Instrução dada 1:
Responda com base no texto sobre política indigenista:
(a) Segundo dados da FUNAI, quantos índios vivem hoje no Brasil?
(b) Em que ano o governo federal instituiu a Comissão Nacional de Políticas Indigenistas?
(c) Qual órgão comanda a cadeira da secretaria geral dessa comissão?

Trecho selecionado:
——

Política indigenista só no papel

Por Lilian Milena, da Agência Dinheiro Vivo

A colonização das Américas foi responsável por uma das grandes tragédias demográficas do planeta. Só no Brasil, do século XVI até 1960 a população indígena foi reduzida de 6 milhões para 70 mil. Hoje, segundo dados da FUNAI, vivem no país apenas 460 mil índios espalhados em 225 povos e representando 0,25% da população brasileira.

Em entrevista, concedida ao Brasilianas.org, Paulo Santilli, antropólogo que participou do grupo de trabalho responsável pela demarcação da terra indígena Raposa Serra do Sol, responde que a aplicação e o reconhecimento de direitos territoriais e campanhas de vacinação foram fundamentais para reverter à curva demográfica declinante das populações originárias.

A saída para a melhoria de vida de muitas comunidades brasileiras é simplesmente através da universalização de políticas públicas já existentes. O pesquisador atenta para a influência de empresas mineradoras nas discussões envolvendo políticas desses povos.

Em 2003 o governo federal instituiu a Comissão Nacional de Políticas Indigenistas, um órgão consultivo formado por representantes de povos indígenas e de órgãos governamentais. O problema, explica Santilli, é que o representante mais graduado da CNPI é justamente o Ministério de Minas e Energia, que comanda a cadeira da secretaria geral da comissão.

Hoje, os representantes indígenas pleiteiam a transformação da comissão em Conselho Nacional de Políticas Indigenistas, com poder deliberativo e alternância da presidência entre indígenas e governo.

Acompanhe a íntegra da entrevista.

A demarcação de terras é importante para reduzir os problemas sociais ocorridos nas comunidades indígenas?

——

Dados da tarefa:
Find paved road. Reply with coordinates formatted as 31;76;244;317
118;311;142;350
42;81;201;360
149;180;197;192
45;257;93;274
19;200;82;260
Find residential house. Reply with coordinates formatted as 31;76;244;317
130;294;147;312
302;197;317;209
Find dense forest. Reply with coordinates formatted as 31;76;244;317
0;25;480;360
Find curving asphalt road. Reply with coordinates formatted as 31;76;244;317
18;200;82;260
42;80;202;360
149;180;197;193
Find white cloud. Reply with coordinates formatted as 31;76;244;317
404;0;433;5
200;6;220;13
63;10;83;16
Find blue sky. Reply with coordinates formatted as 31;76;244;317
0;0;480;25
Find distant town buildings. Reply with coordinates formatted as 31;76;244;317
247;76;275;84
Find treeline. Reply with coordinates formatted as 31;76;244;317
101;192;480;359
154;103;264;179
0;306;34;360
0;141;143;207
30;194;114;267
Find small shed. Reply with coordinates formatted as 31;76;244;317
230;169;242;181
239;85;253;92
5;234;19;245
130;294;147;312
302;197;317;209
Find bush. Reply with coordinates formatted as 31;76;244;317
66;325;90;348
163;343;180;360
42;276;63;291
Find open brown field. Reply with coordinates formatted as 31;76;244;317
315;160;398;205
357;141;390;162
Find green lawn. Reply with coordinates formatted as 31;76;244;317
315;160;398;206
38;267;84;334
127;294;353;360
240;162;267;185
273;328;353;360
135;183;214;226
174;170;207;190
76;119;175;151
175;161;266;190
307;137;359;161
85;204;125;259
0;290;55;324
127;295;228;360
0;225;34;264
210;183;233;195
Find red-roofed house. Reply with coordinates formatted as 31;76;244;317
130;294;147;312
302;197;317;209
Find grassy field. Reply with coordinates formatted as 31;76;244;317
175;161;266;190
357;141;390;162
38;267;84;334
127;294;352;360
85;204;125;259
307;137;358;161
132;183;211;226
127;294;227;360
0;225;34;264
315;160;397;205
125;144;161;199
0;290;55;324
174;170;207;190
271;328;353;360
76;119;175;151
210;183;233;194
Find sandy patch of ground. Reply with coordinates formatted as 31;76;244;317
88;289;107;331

——

Instrução dada 2: Reproduza sem alterações as linhas da listagem que vão daquela com "Find bush. Reply" até o fim da listagem, incluindo a primeira e a última.

Solução do exercício 1:
(a) Apenas 460 mil índios.
(b) Em 2003.
(c) O Ministério de Minas e Energia.

Solução do exercício 2:
Find bush. Reply with coordinates formatted as 31;76;244;317
66;325;90;348
163;343;180;360
42;276;63;291
Find open brown field. Reply with coordinates formatted as 31;76;244;317
315;160;398;205
357;141;390;162
Find green lawn. Reply with coordinates formatted as 31;76;244;317
315;160;398;206
38;267;84;334
127;294;353;360
240;162;267;185
273;328;353;360
135;183;214;226
174;170;207;190
76;119;175;151
175;161;266;190
307;137;359;161
85;204;125;259
0;290;55;324
127;295;228;360
0;225;34;264
210;183;233;195
Find red-roofed house. Reply with coordinates formatted as 31;76;244;317
130;294;147;312
302;197;317;209
Find grassy field. Reply with coordinates formatted as 31;76;244;317
175;161;266;190
357;141;390;162
38;267;84;334
127;294;352;360
85;204;125;259
307;137;358;161
132;183;211;226
127;294;227;360
0;225;34;264
315;160;397;205
125;144;161;199
0;290;55;324
174;170;207;190
271;328;353;360
76;119;175;151
210;183;233;194
Find sandy patch of ground. Reply with coordinates formatted as 31;76;244;317
88;289;107;331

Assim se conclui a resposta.